* _CHALLENGE_:
Without the images, output each record below as it stands.

Stored items from a collection:
·····
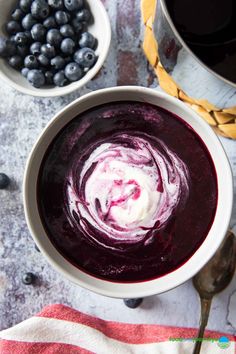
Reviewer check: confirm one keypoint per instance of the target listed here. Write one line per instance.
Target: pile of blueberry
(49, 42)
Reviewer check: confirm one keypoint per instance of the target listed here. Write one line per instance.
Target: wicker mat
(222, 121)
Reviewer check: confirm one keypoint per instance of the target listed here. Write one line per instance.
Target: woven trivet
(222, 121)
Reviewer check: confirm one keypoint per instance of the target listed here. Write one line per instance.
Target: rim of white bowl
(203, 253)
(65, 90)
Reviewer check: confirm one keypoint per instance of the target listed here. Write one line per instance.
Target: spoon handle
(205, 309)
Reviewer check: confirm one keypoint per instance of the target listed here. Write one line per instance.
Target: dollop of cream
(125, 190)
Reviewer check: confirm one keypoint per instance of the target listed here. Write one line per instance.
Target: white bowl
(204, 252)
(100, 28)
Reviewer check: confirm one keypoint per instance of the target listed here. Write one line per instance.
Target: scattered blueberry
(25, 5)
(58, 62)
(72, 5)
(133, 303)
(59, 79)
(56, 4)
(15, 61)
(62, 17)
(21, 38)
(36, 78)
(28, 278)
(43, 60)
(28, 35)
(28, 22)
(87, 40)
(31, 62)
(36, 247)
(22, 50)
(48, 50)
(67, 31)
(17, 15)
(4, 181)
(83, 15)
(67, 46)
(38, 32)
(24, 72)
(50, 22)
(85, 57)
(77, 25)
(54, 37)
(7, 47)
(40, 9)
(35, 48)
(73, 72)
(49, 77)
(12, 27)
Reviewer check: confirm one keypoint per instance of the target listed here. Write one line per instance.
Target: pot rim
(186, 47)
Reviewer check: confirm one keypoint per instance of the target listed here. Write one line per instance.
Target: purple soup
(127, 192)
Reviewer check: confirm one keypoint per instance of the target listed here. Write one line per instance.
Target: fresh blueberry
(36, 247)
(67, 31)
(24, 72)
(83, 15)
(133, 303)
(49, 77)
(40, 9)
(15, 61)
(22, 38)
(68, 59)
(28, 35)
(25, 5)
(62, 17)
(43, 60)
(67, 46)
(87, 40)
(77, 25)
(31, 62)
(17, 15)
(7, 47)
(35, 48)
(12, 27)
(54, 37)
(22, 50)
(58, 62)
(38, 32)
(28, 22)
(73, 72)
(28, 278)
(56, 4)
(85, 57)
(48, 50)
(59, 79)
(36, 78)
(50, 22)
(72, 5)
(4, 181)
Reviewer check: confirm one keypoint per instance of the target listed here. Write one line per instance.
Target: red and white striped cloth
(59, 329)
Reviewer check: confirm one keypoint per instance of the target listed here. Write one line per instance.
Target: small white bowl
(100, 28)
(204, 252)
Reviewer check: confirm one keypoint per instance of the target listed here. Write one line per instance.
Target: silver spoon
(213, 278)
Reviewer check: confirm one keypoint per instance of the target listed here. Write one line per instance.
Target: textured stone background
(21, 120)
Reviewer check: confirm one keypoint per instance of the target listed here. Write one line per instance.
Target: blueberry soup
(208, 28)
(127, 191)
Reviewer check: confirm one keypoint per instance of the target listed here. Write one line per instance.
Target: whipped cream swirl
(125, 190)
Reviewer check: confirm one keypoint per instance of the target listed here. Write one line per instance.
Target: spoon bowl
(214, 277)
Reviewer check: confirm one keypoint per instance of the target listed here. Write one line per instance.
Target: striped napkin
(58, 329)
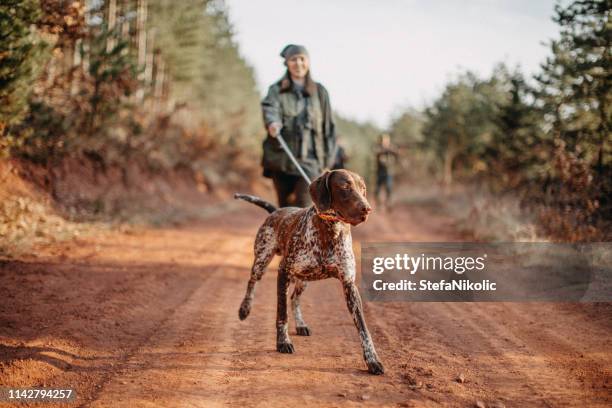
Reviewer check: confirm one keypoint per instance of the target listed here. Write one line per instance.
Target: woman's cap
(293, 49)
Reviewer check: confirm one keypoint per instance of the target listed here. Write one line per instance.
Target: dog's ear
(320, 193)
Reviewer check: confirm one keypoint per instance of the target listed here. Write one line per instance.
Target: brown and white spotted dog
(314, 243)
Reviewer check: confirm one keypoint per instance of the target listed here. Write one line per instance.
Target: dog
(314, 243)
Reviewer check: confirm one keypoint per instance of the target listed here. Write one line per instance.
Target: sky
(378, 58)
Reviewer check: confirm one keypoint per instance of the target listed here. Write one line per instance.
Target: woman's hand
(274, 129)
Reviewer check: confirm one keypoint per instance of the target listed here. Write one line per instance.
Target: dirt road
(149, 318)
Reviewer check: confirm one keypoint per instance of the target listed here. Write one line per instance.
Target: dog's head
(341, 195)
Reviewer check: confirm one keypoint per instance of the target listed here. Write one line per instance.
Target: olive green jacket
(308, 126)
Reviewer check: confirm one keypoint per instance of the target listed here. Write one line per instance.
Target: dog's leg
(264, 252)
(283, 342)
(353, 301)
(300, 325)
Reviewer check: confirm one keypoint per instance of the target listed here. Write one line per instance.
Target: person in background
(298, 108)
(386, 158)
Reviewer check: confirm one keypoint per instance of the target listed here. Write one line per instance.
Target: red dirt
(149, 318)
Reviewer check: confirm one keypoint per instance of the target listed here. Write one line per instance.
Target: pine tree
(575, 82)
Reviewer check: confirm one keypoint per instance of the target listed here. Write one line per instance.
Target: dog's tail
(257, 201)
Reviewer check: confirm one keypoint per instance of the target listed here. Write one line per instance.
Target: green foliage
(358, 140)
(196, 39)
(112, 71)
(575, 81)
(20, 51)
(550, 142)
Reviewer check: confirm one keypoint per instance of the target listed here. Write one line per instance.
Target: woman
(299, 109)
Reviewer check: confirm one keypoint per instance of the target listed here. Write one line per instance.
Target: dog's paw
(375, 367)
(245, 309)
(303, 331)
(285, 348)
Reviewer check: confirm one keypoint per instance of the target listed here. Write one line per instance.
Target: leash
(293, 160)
·····
* _FULL OUTPUT_:
Reviewer check: confirm one keypoint per instance of the target listed here. Write one line per instance.
Target: pile of blueberry
(49, 42)
Reviewer check: confirm one keypoint per instance of the target listed here. Write one line per instance.
Target: wicker mat
(222, 121)
Reviewer check: confirm one keypoint per instance of the target listed here. Write one line per instance.
Target: woven trivet
(222, 121)
Reviewer check: confirm one keypoint per instance of the target listed here. Write one line per instance.
Target: rim of white bowl
(203, 253)
(65, 90)
Reviewer check: confirm one keypoint per instance of the target listed here. Write one line per instance.
Target: spoon handle
(205, 309)
Reviewer check: confirm one keypoint per instance of the target listed here. Write one line per instance.
Target: dollop of cream
(125, 190)
Reviewer check: confirm one keypoint per instance of the target listed here. Write one line per instance.
Target: white bowl
(204, 252)
(100, 28)
Reviewer check: confirm one keypoint per instance of the target listed here. Write one line per instance.
Target: scattered blueberry
(25, 5)
(58, 62)
(72, 5)
(133, 303)
(59, 79)
(56, 4)
(15, 61)
(62, 17)
(21, 38)
(36, 78)
(28, 278)
(43, 60)
(28, 35)
(28, 22)
(87, 40)
(31, 62)
(36, 247)
(22, 50)
(48, 50)
(67, 31)
(17, 15)
(4, 181)
(83, 15)
(67, 46)
(38, 32)
(24, 72)
(50, 22)
(85, 57)
(77, 25)
(54, 37)
(7, 47)
(40, 9)
(35, 48)
(73, 72)
(49, 77)
(12, 27)
Reviewer check: confirm one keypoint per instance of the target listed here. Write one line per instance.
Target: pot rim
(186, 47)
Reviewer check: confirm one keypoint per instance of the target listed here. Write one line per instance.
Target: purple soup
(127, 192)
Reviewer check: confirm one keypoint per instance of the target listed here. Write one line per instance.
Target: fresh blueberry
(36, 247)
(67, 31)
(24, 72)
(83, 15)
(133, 303)
(49, 77)
(40, 9)
(15, 61)
(22, 38)
(68, 59)
(28, 35)
(25, 5)
(62, 17)
(43, 60)
(67, 46)
(87, 40)
(77, 25)
(31, 62)
(17, 15)
(7, 47)
(35, 48)
(12, 27)
(54, 37)
(22, 50)
(58, 62)
(38, 32)
(28, 22)
(73, 72)
(28, 278)
(56, 4)
(85, 57)
(48, 50)
(59, 79)
(36, 78)
(50, 22)
(72, 5)
(4, 181)
Reviewer check: confirm one keypoint per instance of the target listed here. Write one line per instance.
Target: red and white striped cloth
(59, 329)
Reviewer check: confirm one keypoint per instance of the target listed here. Write one line per instance.
Target: small white bowl
(100, 28)
(204, 252)
Reviewer check: confirm one keypoint per instance of the target listed here. Write one line per instance.
Target: silver spoon
(213, 278)
Reviewer check: confirm one keypoint per instance of the target listed here. Write one line per instance.
Target: textured stone background
(21, 120)
Reviewer check: confirm one keypoint per instance of the target listed here. Write one line per instance.
Target: blueberry soup
(208, 28)
(127, 191)
Reviewer check: confirm one keypoint per instance of the target listed here. Write one line per instance.
Target: whipped cream swirl
(125, 190)
Reviewer check: confirm one keypoint per instance of the target listed here. Write one line per instance.
Target: spoon bowl
(214, 277)
Reviewer check: confirm one keypoint per instance of the target listed here. Write one line per instance.
Target: striped napkin
(58, 329)
Reviewer check: confirm one keypoint per instance of the target listed here. Write one line per instance.
Target: woman's cap
(293, 49)
Reviewer check: confirm one keypoint per instance of the target listed here. Write one line per instance.
Target: dog's ear
(320, 193)
Reviewer check: confirm one keypoint per instance of the target listed here. Write one line per instance.
Target: brown and white spotted dog
(314, 243)
Reviewer check: confirm one keypoint per instance of the target listed here. Write one line per instance.
Target: dog
(314, 243)
Reviewer check: confirm one keypoint per instance of the target listed here. Write one line per instance.
Target: sky
(378, 58)
Reviewer check: confirm one keypoint per instance of the target listed here. Write one line per instance.
Target: woman's hand
(274, 129)
Reviewer check: confirm one keypoint per instance of the target listed here. Write one line per instance.
Target: dirt road
(149, 318)
Reviewer check: confirm one keypoint per instance of the target listed here. Write one line per instance.
Target: dog's head
(341, 195)
Reviewer check: confirm one keypoint per instance of the target listed here. Write one line per instance.
Target: olive green jacket
(308, 126)
Reviewer check: confirm one keypoint per instance of the target listed here. Write one line per instance.
Target: dog's leg
(264, 252)
(283, 342)
(353, 301)
(300, 325)
Reviewer check: confirm one keypoint per instance of the target listed here. Write one line per instance.
Target: person in background
(298, 108)
(386, 158)
Reviewer check: confirm one keypoint per instance of the target listed here. Write one line per instance.
Target: red dirt
(149, 318)
Reviewer check: confirm one keypoint per instance of the target listed here. Write one line per instance.
Target: pine tree
(575, 82)
Reviewer check: confirm one keypoint per instance of the target listed here. Write one line per instance.
Target: dog's tail
(257, 201)
Reviewer check: confirm one keypoint per instance of the target listed here. Write one line per instance.
Target: green foliage
(358, 140)
(196, 39)
(112, 71)
(575, 81)
(20, 51)
(550, 142)
Reviewer check: confirm one keypoint per instance of the target listed here. Write one line per instance.
Target: woman
(299, 109)
Reviewer check: confirm one keypoint per instance of the target listed here. Write one line per instance.
Target: dog's paw
(375, 367)
(245, 309)
(303, 331)
(285, 348)
Reviewer check: confirm one keypoint per instance of the target listed here. Write one line per instance.
Target: leash
(293, 160)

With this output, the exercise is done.